- _Alıntı Metin_
--- --- ---

20 Ocak 2016 Çarşamba

Tüketim Toplumu

Tüketim toplumunda ruhun yerini beden almış, tutku dışlanmıştır. Bedenin etrafı sağlık, perhiz, tedavi, arzu gibi söylenlerce kuşatılmıştır. Reklamlar bireyi yatırım nesnesine dönüşen bedenlerini keşfetmeye davet eder.

Baudrillard bu kitabında, daha sonra yazdığı Amerika ya da Cool Memories gibi kitaplarında yaptığından farklı olarak, tasvir ettiği "post-modern" toplumun büyüsüne kapılmamış. Ortaya sert tonlu bir eleştiri çıkmış. Bunda kitabın 1968 olaylarının ertesinde yazılmış olmasının ve 1970 öncesi dönemde "post-modern" toplumun henüz yeterince şekillenmemesinin payı olabilir. Yine Baudrillard'ın diğer kitaplarıyla karşılaştırıldığında Tüketim Toplumu yer yer tablo ve istatistiklerle desteklenen ampirik bir çalışma olma özelliğiyle de dikkat çekiyor.

Konu yeni değil. Tüketim toplumu ya da kitle kültürü daha önce aralarında Frankfurt Okulu yazarlarının da bulunduğu birçok düşünürce eleştirilmişti. Bu düşünürler kendilerini -potansiyel de olsa- bir toplumsal muhalefetin parçası olarak görüyorlardı. İsteği dışında kendi hakikatine yabancılaştırılmış, iktidarca manipüle edilmiş ama yine de bu durumdan kurtulma umudunun var olduğu bir toplum sözkonusuydu. Tamamen bireysel bir bakış açısıyla iktidarı da muhalefeti de eleştirip dışlayan Baudrillard ise bu kitabında yeni tüketim toplumunun artık asıl/kopya, gerçeklik/görünüş gibi karşıtlıklar kurularak açıklanamayacağını, çünkü yabancılaşılan bir insan özünün ve hakikatinin ve buna bağlı olarak hakikati temel alan toplumsal muhalefet biçimlerinin yokolduğunu, bir simülasyona dönüşen gündelik hayatın gönderme yapabileceği dolaysız yaşam biçimlerinin ortadan kalktığını iddia ediyor. Baudrillard'ı sosyalist görüşten ayıran temel fark bu. Ona göre tüketim toplumu kaybettiği hakikati gündeminden çıkarmıştır. Radikal bir toplumsal muhalefet yaratamaz. Ancak anomi ya da anomali üretir; amaçsız şiddet, kollektif kaçış davranışları (uyuşturucu, hippiler) yorgunluk, intiharlar, sinir hastalıkları, iç sıkıntısı, suçluluk.

--- --- ---

- _Verilen Bilgiler_
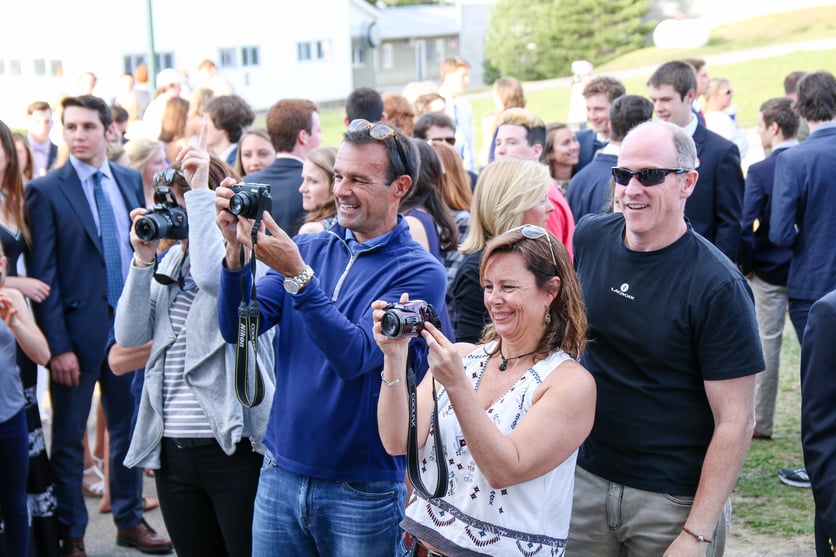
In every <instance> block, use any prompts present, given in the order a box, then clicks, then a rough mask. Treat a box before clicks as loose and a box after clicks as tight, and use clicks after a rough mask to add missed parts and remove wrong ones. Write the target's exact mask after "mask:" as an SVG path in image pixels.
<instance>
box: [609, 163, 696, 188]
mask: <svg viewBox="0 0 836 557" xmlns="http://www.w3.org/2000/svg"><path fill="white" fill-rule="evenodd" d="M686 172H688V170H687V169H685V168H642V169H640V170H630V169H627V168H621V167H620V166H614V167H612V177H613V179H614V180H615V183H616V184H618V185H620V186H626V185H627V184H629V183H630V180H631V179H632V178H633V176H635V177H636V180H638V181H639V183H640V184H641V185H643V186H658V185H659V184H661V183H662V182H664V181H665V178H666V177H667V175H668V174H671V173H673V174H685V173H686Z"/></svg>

--- --- ---

- _Alıştırma Görevleri_
1. Tüketim toplumu yazısına göre şu soruları yanıtla:
(a) Reklamlar bireyi neye davet eder?
(b) Baudrillard'ın daha sonra yazdığı hangi iki kitabın adı geçiyor?
(c) Tüketim toplumunu daha önce eleştiren düşünürler arasında hangi okulun yazarları anılıyor?
2. Tüketim toplumu yazısında "20 Ocak 2016" ile "keşfetmeye davet eder." arasındaki bölümü, bu iki ifade de dahil, hiç değiştirmeden yinele.
Verilen materyalin bu işle hiçbir ilgisi yok.

- _Görev Yanıtları_
1.
(a) Yatırım nesnesine dönüşen bedenlerini keşfetmeye.
(b) Amerika ve Cool Memories.
(c) Frankfurt Okulu.

2.
20 Ocak 2016 Çarşamba

Tüketim Toplumu

Tüketim toplumunda ruhun yerini beden almış, tutku dışlanmıştır. Bedenin etrafı sağlık, perhiz, tedavi, arzu gibi söylenlerce kuşatılmıştır. Reklamlar bireyi yatırım nesnesine dönüşen bedenlerini keşfetmeye davet eder.